- [Task directions]: Please transcribe the data that follows without the pictures, keeping every word the same.

- [Given data]:

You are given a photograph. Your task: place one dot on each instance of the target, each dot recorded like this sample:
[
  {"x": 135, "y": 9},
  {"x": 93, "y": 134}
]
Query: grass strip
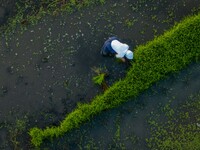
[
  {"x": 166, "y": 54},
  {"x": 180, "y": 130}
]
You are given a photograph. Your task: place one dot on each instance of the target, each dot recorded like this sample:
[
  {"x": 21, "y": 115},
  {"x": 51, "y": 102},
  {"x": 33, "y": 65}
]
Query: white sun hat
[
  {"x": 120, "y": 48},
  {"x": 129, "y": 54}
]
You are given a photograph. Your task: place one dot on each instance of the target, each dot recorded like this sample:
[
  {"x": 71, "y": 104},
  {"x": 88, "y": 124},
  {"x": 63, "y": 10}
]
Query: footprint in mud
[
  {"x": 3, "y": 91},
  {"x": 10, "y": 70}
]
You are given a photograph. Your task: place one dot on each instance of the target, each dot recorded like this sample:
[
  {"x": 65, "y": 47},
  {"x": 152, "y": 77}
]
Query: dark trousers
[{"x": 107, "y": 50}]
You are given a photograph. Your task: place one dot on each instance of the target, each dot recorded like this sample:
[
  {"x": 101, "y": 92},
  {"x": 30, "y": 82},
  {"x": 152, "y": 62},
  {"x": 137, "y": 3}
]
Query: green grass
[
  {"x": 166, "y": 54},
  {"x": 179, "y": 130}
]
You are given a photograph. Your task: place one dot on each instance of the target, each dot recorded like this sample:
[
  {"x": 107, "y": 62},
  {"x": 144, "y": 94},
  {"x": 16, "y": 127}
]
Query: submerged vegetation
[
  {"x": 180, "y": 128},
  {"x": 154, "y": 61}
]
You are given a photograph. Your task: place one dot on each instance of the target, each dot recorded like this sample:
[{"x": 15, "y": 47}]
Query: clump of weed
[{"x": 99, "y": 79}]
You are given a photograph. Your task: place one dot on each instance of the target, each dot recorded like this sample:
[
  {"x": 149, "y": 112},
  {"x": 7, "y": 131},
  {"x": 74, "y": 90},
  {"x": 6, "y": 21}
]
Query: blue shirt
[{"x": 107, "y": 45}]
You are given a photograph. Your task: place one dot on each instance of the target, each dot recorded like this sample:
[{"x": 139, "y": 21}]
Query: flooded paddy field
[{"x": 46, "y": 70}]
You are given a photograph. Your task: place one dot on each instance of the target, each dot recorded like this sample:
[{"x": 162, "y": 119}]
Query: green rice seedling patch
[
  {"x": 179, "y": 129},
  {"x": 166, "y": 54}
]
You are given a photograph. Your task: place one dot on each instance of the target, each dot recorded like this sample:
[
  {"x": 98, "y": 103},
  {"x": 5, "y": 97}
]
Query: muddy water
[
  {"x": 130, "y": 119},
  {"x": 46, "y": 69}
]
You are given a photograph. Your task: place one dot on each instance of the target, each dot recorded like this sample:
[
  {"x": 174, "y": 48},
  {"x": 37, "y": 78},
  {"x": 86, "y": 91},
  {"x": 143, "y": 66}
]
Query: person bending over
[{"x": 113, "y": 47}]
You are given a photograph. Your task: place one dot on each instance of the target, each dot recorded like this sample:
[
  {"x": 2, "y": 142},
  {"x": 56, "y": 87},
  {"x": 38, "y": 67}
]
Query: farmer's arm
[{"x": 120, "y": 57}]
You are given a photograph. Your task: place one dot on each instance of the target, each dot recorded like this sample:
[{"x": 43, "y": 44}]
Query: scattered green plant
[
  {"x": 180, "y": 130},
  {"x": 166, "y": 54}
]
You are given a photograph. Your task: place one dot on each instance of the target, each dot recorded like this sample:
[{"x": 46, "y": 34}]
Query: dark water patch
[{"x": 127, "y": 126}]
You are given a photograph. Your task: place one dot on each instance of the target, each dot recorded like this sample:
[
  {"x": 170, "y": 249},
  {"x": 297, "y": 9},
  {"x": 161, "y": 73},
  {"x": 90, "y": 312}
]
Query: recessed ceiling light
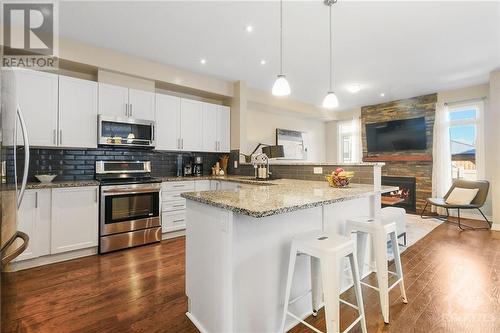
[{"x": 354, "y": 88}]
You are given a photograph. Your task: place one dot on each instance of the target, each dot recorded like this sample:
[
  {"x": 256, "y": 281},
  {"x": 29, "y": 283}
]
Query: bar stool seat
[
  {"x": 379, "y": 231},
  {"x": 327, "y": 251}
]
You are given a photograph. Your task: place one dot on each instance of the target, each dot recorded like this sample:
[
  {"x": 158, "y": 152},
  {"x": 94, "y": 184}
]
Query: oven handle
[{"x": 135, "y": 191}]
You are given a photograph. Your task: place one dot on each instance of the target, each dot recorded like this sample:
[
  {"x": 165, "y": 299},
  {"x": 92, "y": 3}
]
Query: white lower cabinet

- [Task response]:
You are given a photograph. Your task: place one dot on each instance of the target, each dot recorded like this sample:
[
  {"x": 135, "y": 9},
  {"x": 93, "y": 134}
]
Query: grass strip
[
  {"x": 166, "y": 54},
  {"x": 180, "y": 130}
]
You are given a photograph. Your task: place one dot on each instance of the target, each dot recorded like this sample:
[
  {"x": 21, "y": 115},
  {"x": 51, "y": 102},
  {"x": 33, "y": 65}
]
Query: white sun hat
[
  {"x": 120, "y": 48},
  {"x": 129, "y": 54}
]
You are given a photograph. Your task: place one dot on each instance of the target, each dot recorded like this sample:
[
  {"x": 71, "y": 104},
  {"x": 88, "y": 124},
  {"x": 63, "y": 10}
]
Query: footprint in mud
[
  {"x": 3, "y": 91},
  {"x": 10, "y": 70}
]
You are given a photograph. Your task: place one dot on each instance of the target, each dot recorded like this sample:
[
  {"x": 65, "y": 47},
  {"x": 152, "y": 77}
]
Query: dark trousers
[{"x": 107, "y": 50}]
You are given a photograph. Your task: place one dot on each instance of the target, each dot recorded like this sample:
[
  {"x": 101, "y": 92},
  {"x": 30, "y": 82},
  {"x": 152, "y": 62},
  {"x": 137, "y": 3}
]
Query: green grass
[
  {"x": 166, "y": 54},
  {"x": 179, "y": 130}
]
You are given a photograph. Your task: place one dot on each instance of the target, each dot recorded like this sample:
[
  {"x": 107, "y": 62},
  {"x": 144, "y": 94},
  {"x": 16, "y": 127}
]
Query: submerged vegetation
[
  {"x": 180, "y": 128},
  {"x": 154, "y": 61}
]
You are given a photograph. Your task: place one dot on each instance of the target, each dot recorded like this sample:
[{"x": 15, "y": 47}]
Query: clump of weed
[{"x": 99, "y": 79}]
You are given a photograph. Your task: place one dot on each instance of the target, each dot recorded like this sample:
[
  {"x": 149, "y": 112},
  {"x": 7, "y": 131},
  {"x": 74, "y": 90},
  {"x": 6, "y": 21}
]
Query: blue shirt
[{"x": 107, "y": 45}]
You are given a photograph. Your task: place one dot on each instance of the target, each dot recorded like this sample:
[{"x": 139, "y": 21}]
Query: flooded paddy field
[{"x": 46, "y": 70}]
You are given a photograph. Your task: place one dot on each instance of the target, each dot recorded like this sample:
[{"x": 162, "y": 119}]
Query: green rice seedling patch
[
  {"x": 179, "y": 129},
  {"x": 166, "y": 54}
]
You are given a photograph. Your task: place one dot on each instance of the target, each dot recorded like this sample:
[
  {"x": 98, "y": 103},
  {"x": 5, "y": 97}
]
Query: muddy water
[
  {"x": 130, "y": 119},
  {"x": 46, "y": 69}
]
You are given a photograph. Your task: place one dot on each instance of the target, each dot recorded like this sample:
[
  {"x": 174, "y": 48},
  {"x": 37, "y": 78},
  {"x": 86, "y": 91},
  {"x": 143, "y": 66}
]
Query: person bending over
[{"x": 113, "y": 47}]
You are given a photograph. Your task: place one dot on each instance of the target, each dot recorded like this sample:
[
  {"x": 2, "y": 142},
  {"x": 56, "y": 87},
  {"x": 38, "y": 67}
]
Query: farmer's arm
[{"x": 120, "y": 57}]
You are given a photograph. Your task: place one dot on each instance of the target, each dot recorded like this sample:
[{"x": 43, "y": 44}]
Query: scattered green plant
[
  {"x": 180, "y": 130},
  {"x": 166, "y": 54}
]
You are given a photograph. Your task: place one dot on each instance of the target, each dot recorded like this sample:
[{"x": 46, "y": 34}]
Query: dark water patch
[{"x": 127, "y": 126}]
You are given a photograph. Your task: place one dot on each instance of the target, each dot recorded like this sample:
[
  {"x": 170, "y": 249},
  {"x": 297, "y": 9},
  {"x": 161, "y": 73},
  {"x": 90, "y": 312}
]
Query: recessed ceiling light
[{"x": 354, "y": 88}]
You are given a photograph. Your task: place one dot on each instance of the target, each dot recorded like this sample:
[
  {"x": 256, "y": 281},
  {"x": 29, "y": 283}
]
Query: bar stool seat
[
  {"x": 379, "y": 231},
  {"x": 327, "y": 251}
]
You are given a photograph. Your task: place one dot on each instance of the target, each dot recorded like this sample:
[
  {"x": 158, "y": 152},
  {"x": 94, "y": 184}
]
Query: oven handle
[{"x": 135, "y": 191}]
You are given a photograph. Your task: place one dot on each instance of the target, each dot recorded like this sample:
[
  {"x": 165, "y": 299},
  {"x": 92, "y": 3}
]
Query: white lower cabinet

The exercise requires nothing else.